#### [About this exercise]
Are you able to quote each entry exactly as written?

** Data section follows **

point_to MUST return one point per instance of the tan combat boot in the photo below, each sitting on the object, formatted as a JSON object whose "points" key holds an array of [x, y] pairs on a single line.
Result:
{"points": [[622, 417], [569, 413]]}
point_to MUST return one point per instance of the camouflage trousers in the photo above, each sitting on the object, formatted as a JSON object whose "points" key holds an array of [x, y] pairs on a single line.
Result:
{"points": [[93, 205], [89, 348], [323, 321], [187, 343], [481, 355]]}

** End of Data section **

#### [Output for this task]
point_to MUST return one point per instance of the tan combat boot in the photo below, each sitting on the object, formatted as a JSON object whose "points" key holds an array of [x, y] pairs on a single line.
Result:
{"points": [[622, 417], [569, 413]]}
point_to MUST return one point per instance of the camouflage trousers in the photo above, each sitting on the object, formatted as a JSON object whose "points" key holds an array of [x, y] pairs on a single line.
Result:
{"points": [[93, 205], [89, 348], [323, 321], [187, 343], [481, 355]]}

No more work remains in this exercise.